Trecho do texto:

#####

Porto Alegre, 23 de maio de 2019.


DES. SÉRGIO MIGUEL ACHUTTI BLATTES,
Relator.

RELATÓRIO
Des. Sérgio Miguel Achutti Blattes (RELATOR)
Adoto o relatório da decisão recorrida (fls. 181-181v):
RELATÓRIO
Dionathan de Moraes Camara, já qualificado nos autos, foi denunciado pelo Ministério Público pelo crime de:
(a) homicídio tentado contra Gelson Doralino Fraga Reis, policial militar, fato ocorrido no dia 17 de junho de 2016, por volta das 14h30min, na Rua Dois, Bairro Jardim Carvalho, nesta Capital;
(b) homicídio tentado contra Adriano Pereira dos Santos, policial militar, nas mesmas condições de tempo e lugar antes descritas;
(c) receptação do automóvel FORD/EcoSport, XLS 1.6, flex, cor prata, placas IPA 8713, no período compreendido entre os dias 05 e 17 de junho de 2016, em circunstâncias não esclarecidas.
(d) porte de arma de fogo, no dia 17 de junho de 2016, por volta das 14h30min, na Rua Dois B, n° 1557, Bairro Jardim Carvalho, Porto Alegre/RS.
O acusado foi preso em flagrante (fl. 16). O APF foi homologado e a prisão em flagrante convertida em preventiva (fl. 49).
A denúncia foi recebida em 13/07/2016 (fl. 110).
O réu foi citado (fl. 143), apresentando resposta à acusação (fls. 212/214).
Em audiência, foram inquiridas as vítimas e uma testemunha (fls. 239/244-v e 261/262) e, por fim, interrogado o réu (fls. 262/264).
Encerrada a instrução, o Ministério Público, oralmente, postulou a procedência da ação penal nesta fase e a consequente pronúncia dos réu, na forma da inicial (fls. 267/290). A defesa do réu, por sua vez, postulou a impronúncia do acusado ou, subsidiariamente, o a desclassificação do delito (fls. 270/279).
[...].

Acresço que sobreveio decisão de desclassificar a imputação contida na denúncia para outra de competência do Juízo Comum, fulcro no artigo 419 do Código de Processo Penal (fls. 181-184v).
Assegurado o direito de recorrer em liberdade.

#####

Instruções:
(a) Responda, com base no relatório judicial:
(i) Em que data a denúncia foi recebida?
(ii) Qual automóvel é objeto da imputação de receptação?
(iii) Em qual artigo do Código de Processo Penal se fundamentou a decisão de desclassificar a imputação?
(b) Reproduza fielmente o segmento do relatório judicial que vai de "O acusado foi" até "13/07/2016 (fl. 110).".
As linhas de dados não precisam ser consultadas.

Linhas de dados:
#####

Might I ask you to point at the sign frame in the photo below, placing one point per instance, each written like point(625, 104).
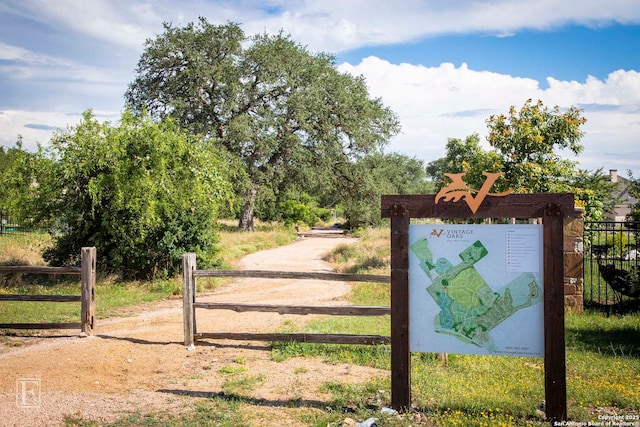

#####

Resultados:
(a)
(i) Em 13/07/2016.
(ii) O FORD/EcoSport, XLS 1.6, flex, cor prata, placas IPA 8713.
(iii) No artigo 419.

(b)
O acusado foi preso em flagrante (fl. 16). O APF foi homologado e a prisão em flagrante convertida em preventiva (fl. 49).
A denúncia foi recebida em 13/07/2016 (fl. 110).